Dataset entries
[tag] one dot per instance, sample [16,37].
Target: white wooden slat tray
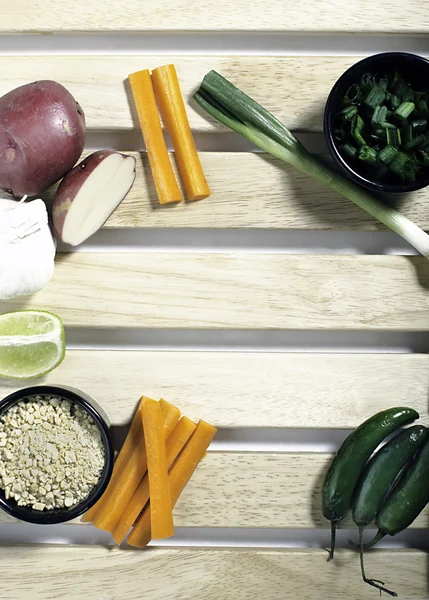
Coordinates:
[250,523]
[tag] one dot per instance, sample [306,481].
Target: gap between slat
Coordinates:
[187,537]
[218,340]
[292,241]
[246,43]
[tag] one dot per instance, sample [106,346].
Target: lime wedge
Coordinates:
[32,343]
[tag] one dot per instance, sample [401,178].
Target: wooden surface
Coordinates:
[249,389]
[279,198]
[215,15]
[257,396]
[51,573]
[92,77]
[196,290]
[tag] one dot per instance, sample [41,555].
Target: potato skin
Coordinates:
[42,135]
[72,183]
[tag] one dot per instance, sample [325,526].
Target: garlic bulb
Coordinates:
[27,248]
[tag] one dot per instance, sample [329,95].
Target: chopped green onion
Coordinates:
[394,101]
[393,137]
[404,110]
[234,109]
[353,95]
[368,154]
[398,163]
[415,143]
[350,150]
[348,113]
[379,116]
[375,97]
[387,154]
[419,125]
[357,129]
[400,88]
[367,82]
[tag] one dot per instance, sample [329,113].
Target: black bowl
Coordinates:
[61,515]
[415,69]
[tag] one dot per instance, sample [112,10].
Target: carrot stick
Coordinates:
[134,433]
[157,470]
[179,476]
[171,415]
[173,110]
[162,171]
[174,445]
[128,481]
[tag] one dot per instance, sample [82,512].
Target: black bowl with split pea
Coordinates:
[376,122]
[56,454]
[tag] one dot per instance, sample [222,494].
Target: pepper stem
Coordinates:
[333,535]
[374,582]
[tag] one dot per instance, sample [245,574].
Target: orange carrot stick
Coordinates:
[173,110]
[171,415]
[174,445]
[134,433]
[179,476]
[162,171]
[128,481]
[157,470]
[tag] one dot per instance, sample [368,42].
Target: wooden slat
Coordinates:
[250,389]
[257,490]
[220,15]
[238,291]
[51,573]
[268,195]
[99,83]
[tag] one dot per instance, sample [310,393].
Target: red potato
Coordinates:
[90,193]
[42,135]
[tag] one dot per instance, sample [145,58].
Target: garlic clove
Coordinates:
[27,248]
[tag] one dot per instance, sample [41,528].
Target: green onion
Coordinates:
[415,143]
[368,154]
[398,163]
[367,82]
[357,129]
[351,150]
[353,95]
[379,116]
[375,97]
[419,125]
[234,109]
[387,154]
[394,101]
[348,113]
[404,110]
[393,137]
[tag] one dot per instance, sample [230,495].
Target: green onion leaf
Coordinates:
[415,143]
[375,97]
[367,82]
[357,129]
[404,110]
[350,150]
[348,113]
[393,137]
[228,104]
[387,154]
[368,154]
[353,95]
[379,116]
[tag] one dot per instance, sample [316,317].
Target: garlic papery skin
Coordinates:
[27,248]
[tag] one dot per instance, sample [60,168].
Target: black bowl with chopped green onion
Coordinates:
[376,122]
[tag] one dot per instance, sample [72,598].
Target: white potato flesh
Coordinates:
[98,197]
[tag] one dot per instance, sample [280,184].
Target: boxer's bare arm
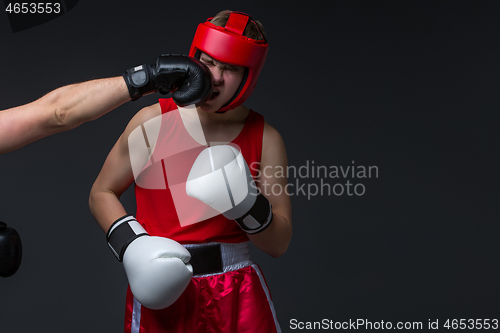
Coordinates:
[60,110]
[274,240]
[116,174]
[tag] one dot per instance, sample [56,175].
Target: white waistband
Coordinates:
[234,255]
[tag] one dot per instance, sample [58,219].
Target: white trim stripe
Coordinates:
[264,286]
[126,219]
[136,317]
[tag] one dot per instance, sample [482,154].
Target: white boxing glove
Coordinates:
[220,177]
[157,268]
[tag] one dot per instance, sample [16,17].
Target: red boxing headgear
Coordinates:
[227,44]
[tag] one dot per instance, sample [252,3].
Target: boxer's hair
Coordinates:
[251,30]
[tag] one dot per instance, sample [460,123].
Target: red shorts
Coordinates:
[233,302]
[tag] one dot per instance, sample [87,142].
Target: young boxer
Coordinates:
[187,264]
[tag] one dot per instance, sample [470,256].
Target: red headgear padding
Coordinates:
[227,44]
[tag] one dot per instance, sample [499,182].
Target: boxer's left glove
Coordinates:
[220,177]
[10,251]
[189,77]
[157,268]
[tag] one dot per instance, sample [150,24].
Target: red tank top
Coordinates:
[156,210]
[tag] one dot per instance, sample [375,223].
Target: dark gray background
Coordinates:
[409,86]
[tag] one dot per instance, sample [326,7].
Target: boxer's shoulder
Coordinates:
[145,114]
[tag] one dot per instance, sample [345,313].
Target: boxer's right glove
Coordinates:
[157,268]
[220,177]
[189,77]
[10,250]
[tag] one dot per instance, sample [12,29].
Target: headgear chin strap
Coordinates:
[228,45]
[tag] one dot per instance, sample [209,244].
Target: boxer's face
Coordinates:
[227,78]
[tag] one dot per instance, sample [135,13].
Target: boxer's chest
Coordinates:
[221,134]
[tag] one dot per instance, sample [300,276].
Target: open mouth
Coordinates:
[214,95]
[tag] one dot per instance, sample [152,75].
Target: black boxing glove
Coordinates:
[10,251]
[191,79]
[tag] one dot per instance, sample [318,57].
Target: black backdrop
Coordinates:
[410,87]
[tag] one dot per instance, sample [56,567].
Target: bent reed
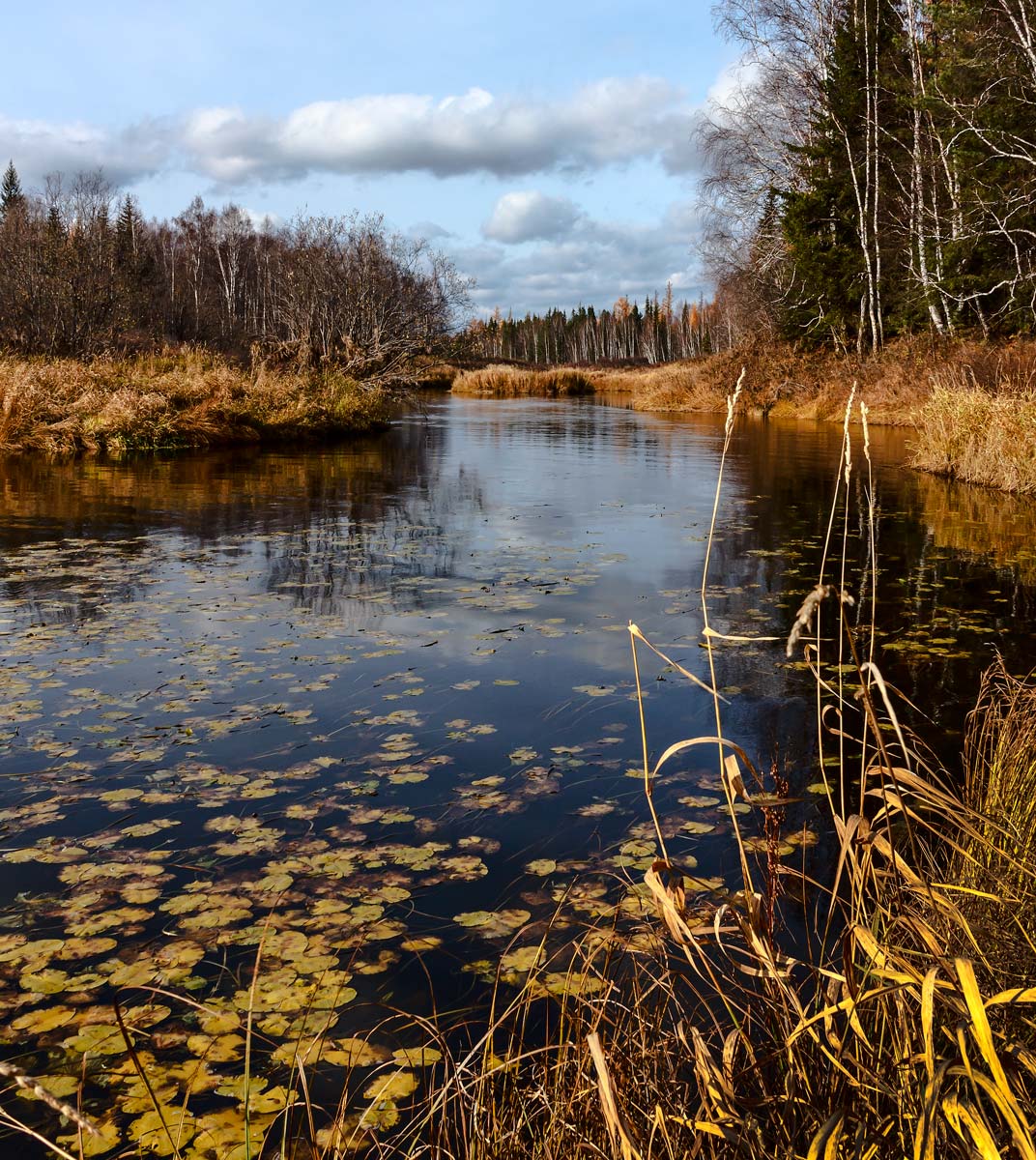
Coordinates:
[178,399]
[890,1026]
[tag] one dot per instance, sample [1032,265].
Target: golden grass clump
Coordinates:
[886,1031]
[809,384]
[978,435]
[1000,767]
[513,382]
[175,399]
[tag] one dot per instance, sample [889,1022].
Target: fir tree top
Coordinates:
[11,190]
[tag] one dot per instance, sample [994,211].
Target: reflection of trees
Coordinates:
[336,523]
[978,522]
[954,562]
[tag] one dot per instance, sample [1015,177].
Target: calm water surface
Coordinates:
[372,706]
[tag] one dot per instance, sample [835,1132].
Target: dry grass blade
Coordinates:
[28,1084]
[618,1130]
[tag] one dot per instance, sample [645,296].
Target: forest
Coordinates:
[82,273]
[874,171]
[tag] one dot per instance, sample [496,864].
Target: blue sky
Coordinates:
[545,148]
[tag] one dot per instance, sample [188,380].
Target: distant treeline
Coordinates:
[660,332]
[874,173]
[82,273]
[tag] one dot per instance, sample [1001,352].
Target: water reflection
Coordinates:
[366,693]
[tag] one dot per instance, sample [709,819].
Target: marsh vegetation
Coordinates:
[310,846]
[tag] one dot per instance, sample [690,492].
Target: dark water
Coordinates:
[328,702]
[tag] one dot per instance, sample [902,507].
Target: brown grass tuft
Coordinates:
[168,400]
[511,382]
[982,436]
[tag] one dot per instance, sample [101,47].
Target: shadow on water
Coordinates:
[376,701]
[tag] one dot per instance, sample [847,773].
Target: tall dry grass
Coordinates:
[1000,870]
[179,399]
[511,382]
[783,381]
[891,1030]
[688,1025]
[979,435]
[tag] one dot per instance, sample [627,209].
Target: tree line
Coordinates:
[874,173]
[81,273]
[661,331]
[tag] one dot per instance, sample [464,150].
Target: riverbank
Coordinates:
[972,405]
[173,400]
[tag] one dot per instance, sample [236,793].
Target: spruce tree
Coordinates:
[11,191]
[840,223]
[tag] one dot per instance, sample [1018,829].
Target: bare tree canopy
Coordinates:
[81,273]
[875,169]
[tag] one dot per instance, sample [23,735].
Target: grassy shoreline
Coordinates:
[174,400]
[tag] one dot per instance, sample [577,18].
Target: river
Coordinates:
[371,708]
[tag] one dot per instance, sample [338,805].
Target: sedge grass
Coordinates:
[172,400]
[979,436]
[511,382]
[689,1030]
[895,1036]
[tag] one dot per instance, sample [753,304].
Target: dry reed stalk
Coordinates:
[23,1080]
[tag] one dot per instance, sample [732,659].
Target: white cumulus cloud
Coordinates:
[528,215]
[607,123]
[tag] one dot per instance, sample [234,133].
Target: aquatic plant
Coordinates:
[978,435]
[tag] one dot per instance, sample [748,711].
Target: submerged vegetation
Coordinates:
[637,1007]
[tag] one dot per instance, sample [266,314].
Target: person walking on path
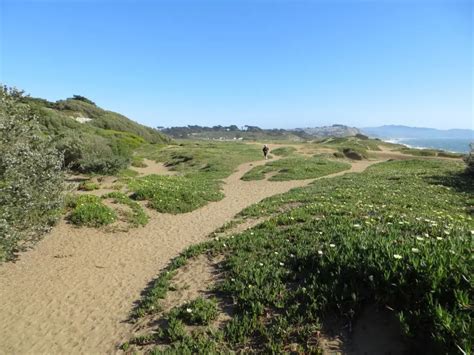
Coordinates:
[265,151]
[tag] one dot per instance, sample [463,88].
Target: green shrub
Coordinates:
[284,151]
[138,162]
[201,311]
[89,153]
[88,210]
[31,181]
[88,186]
[138,217]
[175,194]
[469,160]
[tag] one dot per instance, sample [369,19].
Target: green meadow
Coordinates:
[399,234]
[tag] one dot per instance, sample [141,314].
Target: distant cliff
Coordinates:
[396,131]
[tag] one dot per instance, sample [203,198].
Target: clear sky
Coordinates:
[267,63]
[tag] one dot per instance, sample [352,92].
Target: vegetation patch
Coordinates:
[399,235]
[295,168]
[200,311]
[31,180]
[284,151]
[213,160]
[175,194]
[88,186]
[88,210]
[137,217]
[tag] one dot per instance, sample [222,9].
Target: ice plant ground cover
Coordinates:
[398,235]
[296,168]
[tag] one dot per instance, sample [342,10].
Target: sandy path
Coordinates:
[73,292]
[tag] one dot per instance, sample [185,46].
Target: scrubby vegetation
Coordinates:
[31,180]
[88,210]
[284,151]
[214,160]
[295,168]
[469,159]
[137,216]
[92,140]
[175,194]
[398,235]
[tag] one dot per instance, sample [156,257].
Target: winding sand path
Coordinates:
[73,292]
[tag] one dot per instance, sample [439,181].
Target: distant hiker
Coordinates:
[265,151]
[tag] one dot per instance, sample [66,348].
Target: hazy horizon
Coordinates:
[272,64]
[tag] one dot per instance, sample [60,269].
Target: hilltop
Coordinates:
[93,140]
[398,131]
[256,133]
[80,113]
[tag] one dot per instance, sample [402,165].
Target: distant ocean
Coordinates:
[458,145]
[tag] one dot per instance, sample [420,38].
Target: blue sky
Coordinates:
[267,63]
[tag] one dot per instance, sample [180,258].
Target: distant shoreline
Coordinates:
[436,143]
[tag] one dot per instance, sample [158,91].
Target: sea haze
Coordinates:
[453,140]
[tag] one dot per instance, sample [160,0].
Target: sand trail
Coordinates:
[74,291]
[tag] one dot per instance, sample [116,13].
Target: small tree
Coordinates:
[31,181]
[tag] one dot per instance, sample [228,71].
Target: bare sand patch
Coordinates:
[74,291]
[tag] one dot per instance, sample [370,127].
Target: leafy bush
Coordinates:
[88,153]
[284,151]
[31,182]
[137,217]
[88,210]
[198,312]
[88,186]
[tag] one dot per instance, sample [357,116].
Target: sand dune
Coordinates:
[74,291]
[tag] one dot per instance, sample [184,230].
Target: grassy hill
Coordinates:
[68,114]
[92,139]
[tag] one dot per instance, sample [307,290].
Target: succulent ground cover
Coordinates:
[398,235]
[175,194]
[91,211]
[296,168]
[284,151]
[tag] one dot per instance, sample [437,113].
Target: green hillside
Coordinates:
[92,139]
[67,114]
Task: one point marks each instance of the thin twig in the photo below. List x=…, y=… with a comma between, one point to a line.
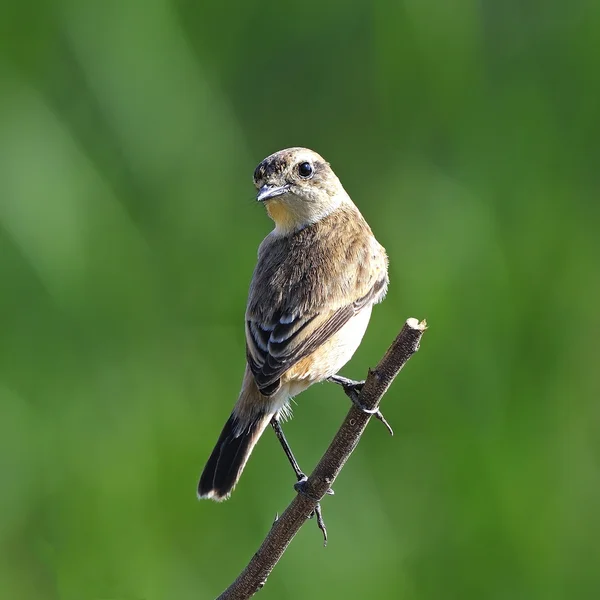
x=283, y=530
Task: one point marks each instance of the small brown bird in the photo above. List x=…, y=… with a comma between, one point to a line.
x=319, y=272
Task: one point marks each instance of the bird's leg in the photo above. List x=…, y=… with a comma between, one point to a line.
x=352, y=389
x=276, y=425
x=301, y=484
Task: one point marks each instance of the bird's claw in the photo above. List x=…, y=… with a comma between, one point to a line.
x=300, y=487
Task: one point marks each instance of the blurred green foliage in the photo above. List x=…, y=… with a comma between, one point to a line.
x=467, y=133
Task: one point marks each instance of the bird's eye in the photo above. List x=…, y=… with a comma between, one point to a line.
x=305, y=170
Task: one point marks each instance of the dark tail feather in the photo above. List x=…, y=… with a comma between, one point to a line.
x=229, y=457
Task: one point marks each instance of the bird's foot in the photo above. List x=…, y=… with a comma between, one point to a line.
x=353, y=389
x=300, y=487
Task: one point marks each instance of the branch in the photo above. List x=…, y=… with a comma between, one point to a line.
x=254, y=576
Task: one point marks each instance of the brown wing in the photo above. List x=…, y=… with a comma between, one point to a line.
x=274, y=347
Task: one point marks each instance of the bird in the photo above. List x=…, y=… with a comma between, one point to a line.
x=319, y=273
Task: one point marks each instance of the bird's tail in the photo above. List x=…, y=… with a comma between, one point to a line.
x=229, y=457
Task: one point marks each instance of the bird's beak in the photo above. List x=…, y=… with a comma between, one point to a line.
x=267, y=191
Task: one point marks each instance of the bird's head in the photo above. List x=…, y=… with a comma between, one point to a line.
x=297, y=187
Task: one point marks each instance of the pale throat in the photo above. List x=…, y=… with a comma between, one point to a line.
x=290, y=215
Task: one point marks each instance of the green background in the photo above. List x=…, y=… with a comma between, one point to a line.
x=466, y=132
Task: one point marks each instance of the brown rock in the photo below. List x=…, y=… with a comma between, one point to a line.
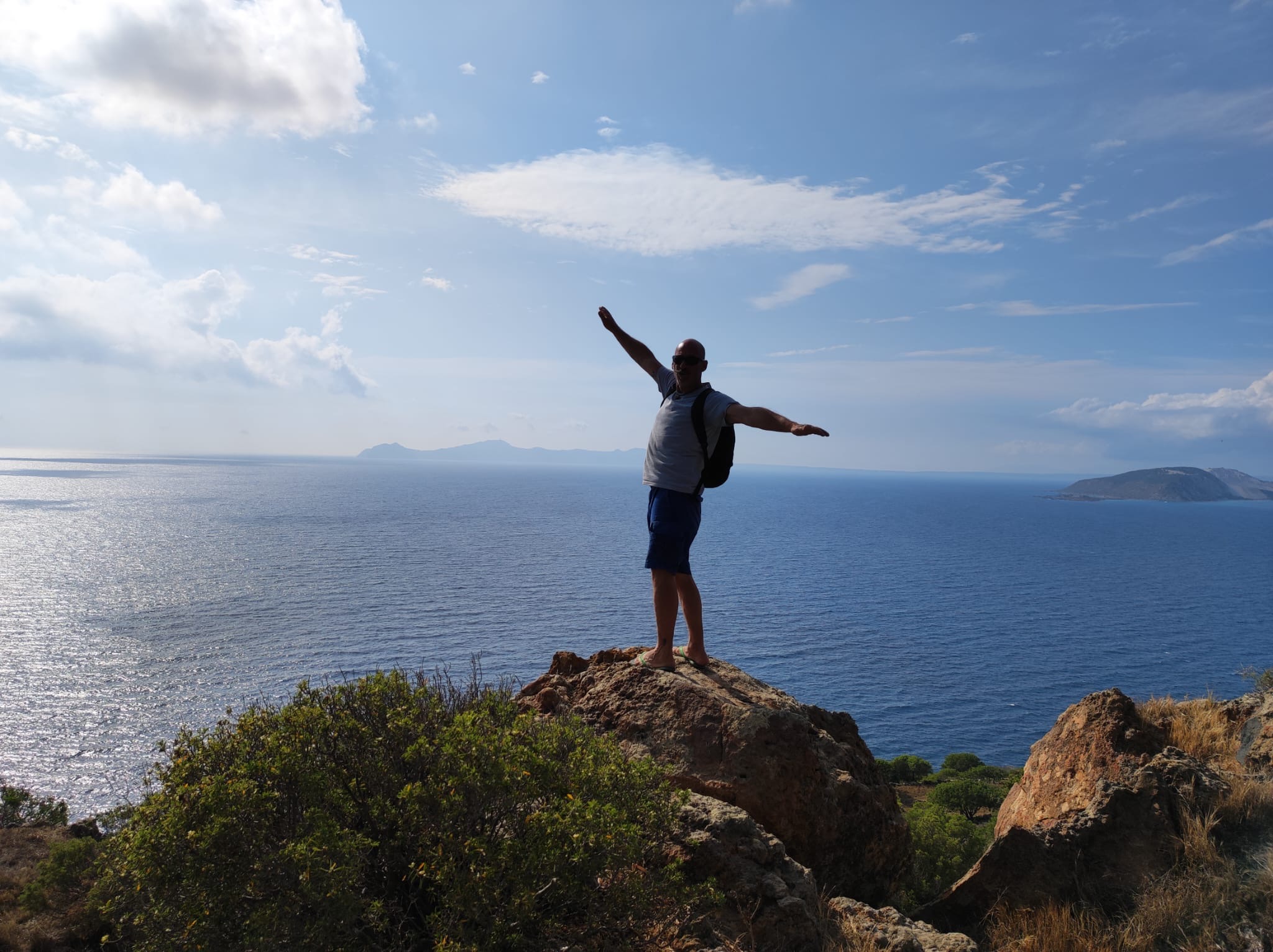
x=890, y=931
x=771, y=900
x=1256, y=738
x=801, y=772
x=1098, y=812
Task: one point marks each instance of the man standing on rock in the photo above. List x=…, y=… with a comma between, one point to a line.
x=674, y=472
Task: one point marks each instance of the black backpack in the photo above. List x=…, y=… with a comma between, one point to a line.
x=716, y=469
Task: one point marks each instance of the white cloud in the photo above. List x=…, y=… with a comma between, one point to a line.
x=1027, y=308
x=1196, y=251
x=655, y=200
x=1184, y=201
x=29, y=142
x=308, y=252
x=344, y=285
x=805, y=352
x=1106, y=144
x=137, y=321
x=1185, y=415
x=172, y=205
x=428, y=122
x=801, y=284
x=1241, y=114
x=195, y=66
x=955, y=352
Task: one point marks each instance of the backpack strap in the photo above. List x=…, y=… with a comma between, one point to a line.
x=701, y=429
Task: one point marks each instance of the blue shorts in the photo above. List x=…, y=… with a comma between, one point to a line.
x=673, y=519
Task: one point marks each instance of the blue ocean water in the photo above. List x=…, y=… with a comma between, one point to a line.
x=944, y=613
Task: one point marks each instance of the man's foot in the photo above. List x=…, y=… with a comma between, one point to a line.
x=684, y=652
x=643, y=661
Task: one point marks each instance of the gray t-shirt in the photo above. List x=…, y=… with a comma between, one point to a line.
x=674, y=459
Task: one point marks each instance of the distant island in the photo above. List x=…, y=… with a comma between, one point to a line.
x=1170, y=484
x=497, y=451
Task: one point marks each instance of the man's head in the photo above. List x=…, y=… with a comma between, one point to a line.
x=689, y=362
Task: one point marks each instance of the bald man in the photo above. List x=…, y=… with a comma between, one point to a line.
x=674, y=472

▶ **Goal of the exercise**
Lines that include the word "slat" are to be extracted from the data above.

▶ **Task output**
Target: white wooden slat tray
Target: gap between slat
Target: wooden slat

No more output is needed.